§ **Direction**
Continue the transcript about vinyl volumes, picking up right after its final sentence.

§ **Document extract**
Particularly targeting vinyl in the Northeast and we saw some ridiculously high numbers for vinyl volumes in the first quarter?

Louis Gries

Management

I think we had some ridiculous numbers up there as well and that was just a monthly variance thing. I don't know why, at the same time we had a bit of a spike, they had a bit of a spike. But again we track the VSI number and we do look at it. I mean we look at the public companies and once they give us the information, we were able to correlate pretty closely with our reduction in PDG pretty well timed to slowing of the rate of decline in vinyl citing. And right now if you bring that forward six months and say okay you think your PDG is better, do you think vinyl is doing worse, you really can’t declare that either, they have a okay trend, they went through a softening and then they kind of have an okay trend right now. But believe me if you’re invested in Hardie, you’re investing on a basis that vinyl is going to continue to decline and we are certainly of the belief and we think we’re seeing it but you can’t look at short term numbers and always pull it out exactly, especially monthly numbers you just can't do. But again whether it’s hard citing, vinyl, we always look at everything four-quarter rolling. And when we are talking to in August, we didn’t like or even in November, we did like the four-quarter rolling. We like the four-quarter rolling better for the three categories than we did either in November or August.

§ **Stored items**
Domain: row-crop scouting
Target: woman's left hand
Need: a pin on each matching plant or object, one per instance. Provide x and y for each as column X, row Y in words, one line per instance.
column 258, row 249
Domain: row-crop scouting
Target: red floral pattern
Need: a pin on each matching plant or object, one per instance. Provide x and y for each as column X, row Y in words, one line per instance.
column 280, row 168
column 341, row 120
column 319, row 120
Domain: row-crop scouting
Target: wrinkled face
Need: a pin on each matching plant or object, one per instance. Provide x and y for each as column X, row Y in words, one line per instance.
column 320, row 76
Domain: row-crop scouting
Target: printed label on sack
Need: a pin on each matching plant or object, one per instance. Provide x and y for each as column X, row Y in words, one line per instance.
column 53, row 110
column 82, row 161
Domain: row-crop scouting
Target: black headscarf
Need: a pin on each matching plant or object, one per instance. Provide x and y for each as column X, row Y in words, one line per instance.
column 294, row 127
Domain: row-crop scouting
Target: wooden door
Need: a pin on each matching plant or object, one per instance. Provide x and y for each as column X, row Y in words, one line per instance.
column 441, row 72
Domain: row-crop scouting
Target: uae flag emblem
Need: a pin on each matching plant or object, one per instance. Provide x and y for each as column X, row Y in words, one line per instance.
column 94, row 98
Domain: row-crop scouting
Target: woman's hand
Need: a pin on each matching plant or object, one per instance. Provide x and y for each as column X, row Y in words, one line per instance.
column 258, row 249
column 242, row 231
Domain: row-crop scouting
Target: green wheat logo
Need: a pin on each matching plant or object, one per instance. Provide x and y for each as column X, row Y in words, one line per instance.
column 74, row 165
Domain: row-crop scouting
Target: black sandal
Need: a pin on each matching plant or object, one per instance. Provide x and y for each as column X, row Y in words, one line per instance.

§ **Expected answer**
Peter Stein

Management

Thanks first, so Peter Stein, Macquarie. Could you perhaps just give us a bit more of a sense and a background on the issue with the plant?

Louis Gries

Management

I mean we’re not going to give you all the details and we’ve decided to not tell you which facility, just embarrass the facility any further. But the - yeah, it was a just a management mistake, it was a breakdown in the management system, we made products that shouldn't have been made and we had [indiscernible] situation that cost us about $7 million.

Peter Stein

Management

And that’s obviously at the EBIT line?

Louis Gries

Management

Pardon me?

Peter Stein

Management

That’s at the EBIT line?

Louis Gries

Management

Yes, cost of goods sold that’s in, right.

Peter Stein

Management

And then perhaps just the second question around costs, how are you seeing the cost environment specifically in the broader pulp context of the next period, some views on that?

Louis Gries

Management

I do have views but Matt would be more informed, these guys work on the numbers, so I’ll have Matt run through that for you.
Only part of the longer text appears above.